Written exercise
Answer these from the geocoding add-in description below:
(a) Which modes of transportation can the user choose from for the traveling-time calculation?
(b) Which mapping and routing service was chosen?
(c) Where is a valid key saved?

>> begin Excerpt to read

What are the functions?
You need a data table with address information per observation. The addresses can be used to add three different levels of geo information, where every level contains the information of the previous one.
- Geocoordinates
For every observation, the latitude and longitude of its location is added. In addition, you will get the hierarchy of administrative units, country, state, district, postal code, city, street and an assessment of how close that address has been hit, as far as the information available in the database.
- Distance and traveling time
For every pair of consecutive rows in your data table (e.g., row 1 –> row 2 / row 2 –> row 3 /….), the distance between the addresses and the required travelling time will be added to the second row. The connections become enumerated in an extra column. The traveling time is calculated based upon the user’s choice of transportation: car, bike or walking.
- Routing
An additional table is created that contains all the above information, as well as the geocodes of all points that describe the route between two consecutive rows.
Presuppositions
There are several internet sites that offer mapping and routing services. A good overview is given by the journal ProgrammableWeb. I decided to use MapQuest. The company offers a variety of paid services but also a free API. If you want to use it, you need to register first and get a free API key. Of course, you also need the Geocoding 2020 add-in. It will install itself in the Add-Ins menu in the “Map Shapes” submenu.
Upon the first call, you will be informed that you can get the necessary key from MapQuest and provided a field to paste in the key.
The reminder of the dialog is disabled. After the key is pasted, it is tested to determine if it is a proper MapQuest key; the key must be verified before you can proceed. If you provided a valid key, it is saved in the user’s directory in folder AppData/Roaming/SAS/JMP. If this directory does not exist, it will be created.

>> end Excerpt to read
>> begin Dataset extract

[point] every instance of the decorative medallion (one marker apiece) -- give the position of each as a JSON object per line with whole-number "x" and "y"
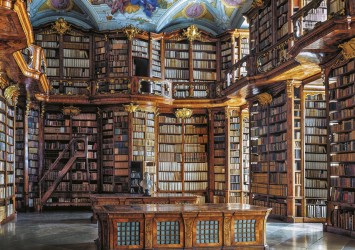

>> end Dataset extract

Response to the task
(a) Car, bike or walking.
(b) MapQuest.
(c) In the user's directory, in the folder AppData/Roaming/SAS/JMP.